▶ TASK INSTRUCTIONS:
Each line below from the one containing "box: [460, 266, 500, 292]" through the one containing "276L511 270L466 267L462" should be output exactly as it stands, and no other line should appear.

Start of SUPPLIED MATERIAL

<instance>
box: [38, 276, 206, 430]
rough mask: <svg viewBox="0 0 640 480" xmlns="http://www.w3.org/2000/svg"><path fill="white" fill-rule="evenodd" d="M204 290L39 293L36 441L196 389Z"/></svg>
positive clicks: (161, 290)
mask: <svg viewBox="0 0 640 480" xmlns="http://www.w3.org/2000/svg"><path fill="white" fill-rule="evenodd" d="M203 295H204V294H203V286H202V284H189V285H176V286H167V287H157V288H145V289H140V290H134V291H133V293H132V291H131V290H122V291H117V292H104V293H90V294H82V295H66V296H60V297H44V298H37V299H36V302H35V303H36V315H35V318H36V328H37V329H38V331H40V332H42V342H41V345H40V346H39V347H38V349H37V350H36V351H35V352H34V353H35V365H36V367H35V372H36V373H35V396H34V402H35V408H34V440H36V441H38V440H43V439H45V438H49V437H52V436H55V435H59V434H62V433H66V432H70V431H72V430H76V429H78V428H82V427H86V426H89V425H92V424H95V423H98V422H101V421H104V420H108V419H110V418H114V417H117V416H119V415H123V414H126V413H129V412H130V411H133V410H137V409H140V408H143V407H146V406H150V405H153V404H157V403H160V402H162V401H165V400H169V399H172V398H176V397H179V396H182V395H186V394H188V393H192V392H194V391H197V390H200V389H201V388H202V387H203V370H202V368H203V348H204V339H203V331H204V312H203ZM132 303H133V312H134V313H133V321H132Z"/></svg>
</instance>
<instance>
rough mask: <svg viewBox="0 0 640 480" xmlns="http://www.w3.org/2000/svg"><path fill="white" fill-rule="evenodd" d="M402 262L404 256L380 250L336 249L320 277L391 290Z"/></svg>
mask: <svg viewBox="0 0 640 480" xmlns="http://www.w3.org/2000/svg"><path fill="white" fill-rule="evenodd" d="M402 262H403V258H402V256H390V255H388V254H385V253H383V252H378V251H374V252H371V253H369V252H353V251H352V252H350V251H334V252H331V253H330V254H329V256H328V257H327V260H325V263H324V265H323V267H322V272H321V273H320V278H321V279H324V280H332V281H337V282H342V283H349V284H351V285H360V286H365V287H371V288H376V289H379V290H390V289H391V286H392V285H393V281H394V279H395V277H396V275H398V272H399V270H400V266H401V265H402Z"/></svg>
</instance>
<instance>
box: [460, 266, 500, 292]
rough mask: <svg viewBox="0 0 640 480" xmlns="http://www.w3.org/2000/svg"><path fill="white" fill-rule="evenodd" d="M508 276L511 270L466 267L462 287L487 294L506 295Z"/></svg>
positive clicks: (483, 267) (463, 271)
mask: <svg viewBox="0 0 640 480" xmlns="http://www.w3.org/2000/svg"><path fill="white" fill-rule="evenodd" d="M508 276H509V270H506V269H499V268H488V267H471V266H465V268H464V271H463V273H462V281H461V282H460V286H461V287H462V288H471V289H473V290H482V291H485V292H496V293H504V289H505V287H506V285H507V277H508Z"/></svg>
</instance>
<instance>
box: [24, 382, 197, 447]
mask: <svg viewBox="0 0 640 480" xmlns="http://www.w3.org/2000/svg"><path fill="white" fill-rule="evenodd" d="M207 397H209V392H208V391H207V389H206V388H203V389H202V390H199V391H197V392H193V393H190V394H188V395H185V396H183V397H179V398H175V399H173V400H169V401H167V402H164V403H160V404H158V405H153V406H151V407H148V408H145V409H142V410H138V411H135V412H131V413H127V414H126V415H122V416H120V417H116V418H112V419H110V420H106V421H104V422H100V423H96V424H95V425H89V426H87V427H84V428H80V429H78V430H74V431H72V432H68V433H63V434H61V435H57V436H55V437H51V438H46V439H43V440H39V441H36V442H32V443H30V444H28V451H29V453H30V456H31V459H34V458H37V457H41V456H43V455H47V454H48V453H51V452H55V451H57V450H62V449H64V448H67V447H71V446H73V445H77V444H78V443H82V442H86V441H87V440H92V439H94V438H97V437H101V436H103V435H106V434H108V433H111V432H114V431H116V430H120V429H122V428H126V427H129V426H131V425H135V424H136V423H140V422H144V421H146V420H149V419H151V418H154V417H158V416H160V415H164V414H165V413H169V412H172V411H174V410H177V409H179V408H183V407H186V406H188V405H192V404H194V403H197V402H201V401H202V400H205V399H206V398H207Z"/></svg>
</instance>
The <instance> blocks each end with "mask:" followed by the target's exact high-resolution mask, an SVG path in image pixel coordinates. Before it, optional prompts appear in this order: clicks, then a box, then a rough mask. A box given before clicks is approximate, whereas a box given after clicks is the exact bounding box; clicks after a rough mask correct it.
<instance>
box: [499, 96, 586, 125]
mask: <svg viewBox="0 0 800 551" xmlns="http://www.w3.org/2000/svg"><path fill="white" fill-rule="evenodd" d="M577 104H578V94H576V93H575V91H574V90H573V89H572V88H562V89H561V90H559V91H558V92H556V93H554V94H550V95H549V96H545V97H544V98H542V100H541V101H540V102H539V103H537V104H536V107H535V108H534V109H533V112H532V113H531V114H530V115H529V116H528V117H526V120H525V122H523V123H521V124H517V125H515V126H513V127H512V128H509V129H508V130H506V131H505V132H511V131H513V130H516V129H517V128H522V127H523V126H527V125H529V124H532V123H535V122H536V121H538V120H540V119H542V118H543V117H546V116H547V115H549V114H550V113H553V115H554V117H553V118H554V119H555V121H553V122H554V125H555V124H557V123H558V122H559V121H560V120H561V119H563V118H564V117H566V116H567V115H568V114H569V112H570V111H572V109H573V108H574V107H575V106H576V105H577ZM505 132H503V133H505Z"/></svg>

End of SUPPLIED MATERIAL

▶ REPLY:
box: [460, 266, 500, 292]
rough mask: <svg viewBox="0 0 640 480" xmlns="http://www.w3.org/2000/svg"><path fill="white" fill-rule="evenodd" d="M508 276L511 270L466 267L462 287L487 294L506 295Z"/></svg>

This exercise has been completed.